## [SHORT PROBLEM]
Swap every "bbox-find" for "box-search" throughout the items below, and reproduce all of them with everything else unchanged.

## [RECORD EXCERPTS]
· · ·

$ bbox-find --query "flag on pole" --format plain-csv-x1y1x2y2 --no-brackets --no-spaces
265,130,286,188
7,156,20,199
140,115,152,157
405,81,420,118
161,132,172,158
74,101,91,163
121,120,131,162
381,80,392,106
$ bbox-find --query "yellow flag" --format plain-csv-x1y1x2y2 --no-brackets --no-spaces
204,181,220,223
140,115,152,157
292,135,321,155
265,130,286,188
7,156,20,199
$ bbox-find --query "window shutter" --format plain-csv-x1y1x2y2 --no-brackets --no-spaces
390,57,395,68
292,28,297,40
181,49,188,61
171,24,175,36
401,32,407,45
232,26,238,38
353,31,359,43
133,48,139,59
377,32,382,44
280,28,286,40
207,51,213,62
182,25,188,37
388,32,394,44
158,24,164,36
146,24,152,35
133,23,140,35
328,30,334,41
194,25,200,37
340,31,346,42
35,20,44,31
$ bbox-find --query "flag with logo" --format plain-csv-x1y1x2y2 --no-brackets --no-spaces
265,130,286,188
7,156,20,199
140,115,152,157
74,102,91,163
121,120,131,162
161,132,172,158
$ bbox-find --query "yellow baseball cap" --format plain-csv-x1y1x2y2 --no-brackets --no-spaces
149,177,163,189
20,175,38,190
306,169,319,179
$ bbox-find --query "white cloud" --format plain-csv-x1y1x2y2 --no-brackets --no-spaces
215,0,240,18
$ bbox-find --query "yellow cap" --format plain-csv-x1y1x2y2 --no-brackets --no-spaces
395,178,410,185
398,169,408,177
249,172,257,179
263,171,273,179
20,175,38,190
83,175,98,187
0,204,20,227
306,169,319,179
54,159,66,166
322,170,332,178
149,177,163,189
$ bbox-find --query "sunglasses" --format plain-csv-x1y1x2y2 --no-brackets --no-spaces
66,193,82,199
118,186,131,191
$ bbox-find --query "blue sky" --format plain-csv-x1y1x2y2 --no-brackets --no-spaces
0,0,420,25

· · ·

## [FULL ANSWER]
$ box-search --query "flag on pole" --format plain-csv-x1y1x2y2 --no-brackets --no-spaces
265,130,286,188
7,156,20,199
140,115,152,157
405,81,420,118
161,132,172,158
74,101,91,163
121,120,131,162
381,80,392,106
$ box-search --query "yellow flag" --format plain-csv-x1y1x2y2 --no-brackets --no-spaces
204,181,220,223
140,115,152,157
292,135,321,155
265,130,286,188
7,156,20,199
$ box-search --query "window shutter" --format plain-csv-x1y1x2y2 --no-brackets --no-spaces
390,57,395,68
292,28,297,40
181,49,188,61
171,24,175,36
401,32,407,45
232,26,238,38
353,31,359,43
133,48,139,59
377,32,382,44
280,28,286,40
207,51,213,62
182,25,188,37
388,32,394,44
158,24,164,36
146,24,152,35
133,23,140,35
328,30,334,41
194,25,200,37
340,31,346,42
35,20,44,31
$ box-search --query "flag with logo" --format plain-csv-x1y1x2y2 --no-brackets --no-spaces
265,130,286,188
7,156,20,199
140,115,152,157
74,102,91,163
121,120,131,162
161,132,172,158
$ box-search --query "yellow baseball cap" --format plain-csv-x1y1x2y2 --no-brackets --no-spaces
149,177,163,189
20,175,38,190
306,169,319,179
$ box-search --query "white cloud" --format plain-csv-x1y1x2y2 --no-brackets --no-spaces
215,0,240,18
$ box-search --query "yellow cap" --format plain-csv-x1y1x2y2 --no-brackets --no-spaces
395,178,410,185
398,169,408,177
249,172,257,179
263,171,273,179
20,175,38,190
83,175,98,187
0,204,20,227
306,169,319,179
54,159,66,166
322,170,332,178
149,177,163,189
$ box-search --query "sunglasses" --format plain-csv-x1y1x2y2 --no-brackets --no-spaces
66,193,82,199
118,186,131,191
$ box-search --query "blue sky" --format plain-csv-x1y1x2y2 --no-brackets --no-spaces
0,0,420,25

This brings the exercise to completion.